------ Supplied passage
AgentSkillsCN

schema-design

通用数据库设计原则:规范化策略、数据类型、主键、约束条件、反模式与风险警示。在设计数据库表结构、审视数据库架构,或重构数据模型时,均可加以应用。

SKILL.md
--- frontmatter
name: schema-design
description: "Universal database schema design principles: normalization strategy, data types, primary keys, constraints, anti-patterns, and red flags. Apply when designing schemas, reviewing database architecture, or refactoring data models."

Database Schema Design Principles

"Schema design debt compounds faster than code debt. Fix it now or pay 10x later."

Foundation Principles

Primary Keys

  • Every table MUST have a primary key
  • Prefer surrogate keys (auto-increment, UUIDv7) over composite natural keys
  • UUIDv7 for distributed systems, auto-increment BIGINT for monoliths

Foreign Keys

  • Use FK constraints unless specific reason not to (high-volume logging, sharded DBs)
  • ON DELETE: RESTRICT (safest), CASCADE (use sparingly), SET NULL (breaks audit)

Data Types

  • Choose smallest sufficient type (BIGINT vs INT = 4 bytes * rows)
  • Money: DECIMAL (never FLOAT/DOUBLE)
  • Dates without time: DATE not DATETIME
  • Small sets: ENUM not VARCHAR

Constraints

  • NOT NULL on required columns
  • UNIQUE on natural keys
  • CHECK for business rules
  • DEFAULT where appropriate

Quality Checklist

Structural Integrity

  • Every table has primary key
  • Foreign key constraints defined
  • Appropriate data types (smallest sufficient)
  • NOT NULL, UNIQUE, CHECK constraints

Anti-Pattern Scan

  • No EAV (entity-attribute-value) patterns
  • No god tables (> 50 columns)
  • No multi-valued fields (CSV in columns)
  • No DATETIME for date-only data

Performance

  • Indexes match query patterns
  • Foreign keys indexed
  • Composite index column order optimized

Decision Trees

"Should I denormalize this?"

code
Have evidence of query performance problem?
├─ NO → DON'T denormalize (premature optimization)
└─ YES → Tried indexes, query optimization, caching?
   ├─ NO → Try those first
   └─ YES → Read-heavy (> 100:1)?
      ├─ NO → Normalize, optimize queries
      └─ YES → Denormalize specific fields

"UUID or auto-increment?"
------------
------ Material
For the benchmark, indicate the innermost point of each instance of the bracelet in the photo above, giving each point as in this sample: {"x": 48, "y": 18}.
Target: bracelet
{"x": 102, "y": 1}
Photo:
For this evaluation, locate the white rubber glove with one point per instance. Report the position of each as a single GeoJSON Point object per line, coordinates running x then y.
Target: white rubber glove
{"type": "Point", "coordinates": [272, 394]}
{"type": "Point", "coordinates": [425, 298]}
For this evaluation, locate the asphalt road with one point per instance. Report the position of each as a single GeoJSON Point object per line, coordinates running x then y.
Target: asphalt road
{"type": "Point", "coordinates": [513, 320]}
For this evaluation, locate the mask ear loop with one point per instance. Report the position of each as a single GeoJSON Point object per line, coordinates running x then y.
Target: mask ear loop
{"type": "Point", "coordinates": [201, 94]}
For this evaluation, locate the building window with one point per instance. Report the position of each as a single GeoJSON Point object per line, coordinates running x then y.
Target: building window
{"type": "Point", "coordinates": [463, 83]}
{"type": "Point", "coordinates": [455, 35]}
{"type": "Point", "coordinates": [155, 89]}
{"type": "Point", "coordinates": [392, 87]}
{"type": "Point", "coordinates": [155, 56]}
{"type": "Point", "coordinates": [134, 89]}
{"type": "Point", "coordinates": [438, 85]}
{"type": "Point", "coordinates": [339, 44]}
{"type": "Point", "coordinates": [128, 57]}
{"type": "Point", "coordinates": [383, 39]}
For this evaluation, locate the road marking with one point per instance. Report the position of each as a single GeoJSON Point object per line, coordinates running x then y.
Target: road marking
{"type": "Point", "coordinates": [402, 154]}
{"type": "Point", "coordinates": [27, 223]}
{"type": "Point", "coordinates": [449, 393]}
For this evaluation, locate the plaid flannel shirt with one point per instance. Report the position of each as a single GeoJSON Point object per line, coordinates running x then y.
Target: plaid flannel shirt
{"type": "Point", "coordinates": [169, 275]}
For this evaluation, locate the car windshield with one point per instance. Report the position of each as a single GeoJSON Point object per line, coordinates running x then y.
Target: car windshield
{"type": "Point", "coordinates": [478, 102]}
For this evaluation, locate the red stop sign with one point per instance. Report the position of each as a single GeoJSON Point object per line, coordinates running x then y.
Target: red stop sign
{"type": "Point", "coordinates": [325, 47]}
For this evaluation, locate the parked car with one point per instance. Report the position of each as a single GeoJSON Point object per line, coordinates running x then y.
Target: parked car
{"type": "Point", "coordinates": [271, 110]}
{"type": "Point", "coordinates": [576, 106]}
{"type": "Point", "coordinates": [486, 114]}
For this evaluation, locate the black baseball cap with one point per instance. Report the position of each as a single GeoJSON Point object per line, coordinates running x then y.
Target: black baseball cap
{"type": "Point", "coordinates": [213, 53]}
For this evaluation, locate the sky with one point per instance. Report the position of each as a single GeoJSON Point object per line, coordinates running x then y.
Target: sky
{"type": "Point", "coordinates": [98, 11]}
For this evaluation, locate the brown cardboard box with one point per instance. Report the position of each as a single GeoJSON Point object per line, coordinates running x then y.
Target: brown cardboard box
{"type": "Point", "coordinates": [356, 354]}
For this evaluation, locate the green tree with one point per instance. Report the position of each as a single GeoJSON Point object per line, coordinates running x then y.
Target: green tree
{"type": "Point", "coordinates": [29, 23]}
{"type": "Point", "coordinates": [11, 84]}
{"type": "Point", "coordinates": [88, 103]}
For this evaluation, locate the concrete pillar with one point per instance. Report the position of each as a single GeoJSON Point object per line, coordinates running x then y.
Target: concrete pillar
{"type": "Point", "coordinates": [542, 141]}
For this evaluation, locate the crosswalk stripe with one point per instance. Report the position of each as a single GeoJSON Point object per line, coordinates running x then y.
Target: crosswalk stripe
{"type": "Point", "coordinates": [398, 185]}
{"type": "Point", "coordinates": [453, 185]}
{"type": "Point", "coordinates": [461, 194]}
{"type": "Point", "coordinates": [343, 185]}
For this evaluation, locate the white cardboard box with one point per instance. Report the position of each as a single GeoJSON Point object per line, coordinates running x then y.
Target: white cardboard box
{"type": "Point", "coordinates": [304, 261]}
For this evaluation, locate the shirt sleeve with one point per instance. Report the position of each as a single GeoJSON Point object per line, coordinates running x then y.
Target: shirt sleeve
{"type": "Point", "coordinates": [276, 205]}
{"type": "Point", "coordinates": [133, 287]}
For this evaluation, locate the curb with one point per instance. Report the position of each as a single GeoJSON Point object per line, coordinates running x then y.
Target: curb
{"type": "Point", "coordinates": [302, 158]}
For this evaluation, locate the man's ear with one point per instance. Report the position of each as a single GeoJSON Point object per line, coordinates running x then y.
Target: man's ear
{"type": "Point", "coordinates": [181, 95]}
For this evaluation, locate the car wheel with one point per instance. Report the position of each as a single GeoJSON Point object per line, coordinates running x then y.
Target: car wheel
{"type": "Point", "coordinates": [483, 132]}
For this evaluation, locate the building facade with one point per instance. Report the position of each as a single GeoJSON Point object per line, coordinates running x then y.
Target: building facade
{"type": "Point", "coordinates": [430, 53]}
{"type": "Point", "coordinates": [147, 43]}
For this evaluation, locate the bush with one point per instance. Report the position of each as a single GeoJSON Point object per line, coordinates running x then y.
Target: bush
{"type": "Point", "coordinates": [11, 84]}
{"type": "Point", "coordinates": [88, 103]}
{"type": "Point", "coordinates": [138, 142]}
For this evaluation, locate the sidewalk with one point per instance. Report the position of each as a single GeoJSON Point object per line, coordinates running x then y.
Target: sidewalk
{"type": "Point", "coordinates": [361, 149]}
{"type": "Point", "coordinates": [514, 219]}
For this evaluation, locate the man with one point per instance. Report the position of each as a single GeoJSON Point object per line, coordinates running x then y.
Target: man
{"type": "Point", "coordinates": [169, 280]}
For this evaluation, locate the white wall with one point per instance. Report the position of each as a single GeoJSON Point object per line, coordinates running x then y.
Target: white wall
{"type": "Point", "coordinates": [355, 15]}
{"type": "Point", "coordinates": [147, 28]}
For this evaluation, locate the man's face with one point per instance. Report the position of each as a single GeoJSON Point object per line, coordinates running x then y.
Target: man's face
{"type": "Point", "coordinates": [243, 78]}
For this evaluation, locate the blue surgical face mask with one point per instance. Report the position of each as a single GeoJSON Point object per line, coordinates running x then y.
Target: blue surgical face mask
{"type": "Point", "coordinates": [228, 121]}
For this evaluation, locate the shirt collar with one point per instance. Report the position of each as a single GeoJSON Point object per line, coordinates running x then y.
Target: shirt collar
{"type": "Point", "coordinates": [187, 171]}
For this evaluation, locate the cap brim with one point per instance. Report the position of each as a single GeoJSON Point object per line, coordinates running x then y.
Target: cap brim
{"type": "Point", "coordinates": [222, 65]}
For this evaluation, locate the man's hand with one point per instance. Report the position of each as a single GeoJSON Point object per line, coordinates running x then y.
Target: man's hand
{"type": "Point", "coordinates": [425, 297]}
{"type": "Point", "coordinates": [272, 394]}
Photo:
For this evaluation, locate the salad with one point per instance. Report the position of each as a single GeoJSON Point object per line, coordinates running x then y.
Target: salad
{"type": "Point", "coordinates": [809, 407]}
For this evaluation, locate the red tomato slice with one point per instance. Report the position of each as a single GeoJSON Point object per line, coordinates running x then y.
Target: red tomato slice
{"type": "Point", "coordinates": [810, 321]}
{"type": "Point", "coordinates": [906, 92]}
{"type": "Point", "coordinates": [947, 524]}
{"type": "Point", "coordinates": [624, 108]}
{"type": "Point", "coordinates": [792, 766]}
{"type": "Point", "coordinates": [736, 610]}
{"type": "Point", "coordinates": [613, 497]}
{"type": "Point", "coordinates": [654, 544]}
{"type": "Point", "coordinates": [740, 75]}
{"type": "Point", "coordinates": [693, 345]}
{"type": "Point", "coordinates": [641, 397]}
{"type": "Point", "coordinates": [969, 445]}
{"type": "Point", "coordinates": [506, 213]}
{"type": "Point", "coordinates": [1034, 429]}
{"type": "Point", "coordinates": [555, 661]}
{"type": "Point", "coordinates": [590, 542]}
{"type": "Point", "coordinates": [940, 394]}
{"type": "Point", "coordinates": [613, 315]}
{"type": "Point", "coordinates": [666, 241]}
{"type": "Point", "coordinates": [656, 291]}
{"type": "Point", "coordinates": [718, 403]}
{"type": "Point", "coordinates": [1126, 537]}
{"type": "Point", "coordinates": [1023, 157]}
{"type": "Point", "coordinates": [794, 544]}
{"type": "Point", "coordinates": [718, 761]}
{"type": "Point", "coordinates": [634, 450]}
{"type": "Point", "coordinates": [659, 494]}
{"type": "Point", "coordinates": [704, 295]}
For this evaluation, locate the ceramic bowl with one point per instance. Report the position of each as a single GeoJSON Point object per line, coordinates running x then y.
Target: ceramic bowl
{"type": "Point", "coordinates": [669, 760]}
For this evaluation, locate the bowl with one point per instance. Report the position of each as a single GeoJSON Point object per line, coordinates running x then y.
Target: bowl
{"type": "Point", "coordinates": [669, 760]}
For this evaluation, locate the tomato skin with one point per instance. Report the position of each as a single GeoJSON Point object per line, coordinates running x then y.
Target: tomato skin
------------
# Requirements
1. Which data type does the schema design page say to use for money?
2. Print the stretch of the schema design page from "Structural Integrity" through "(CSV in columns)".
Draw only on the schema design page for your answers.

# Solved problems
1. DECIMAL, never FLOAT or DOUBLE.

2.
Structural Integrity

  • Every table has primary key
  • Foreign key constraints defined
  • Appropriate data types (smallest sufficient)
  • NOT NULL, UNIQUE, CHECK constraints

Anti-Pattern Scan

  • No EAV (entity-attribute-value) patterns
  • No god tables (> 50 columns)
  • No multi-valued fields (CSV in columns)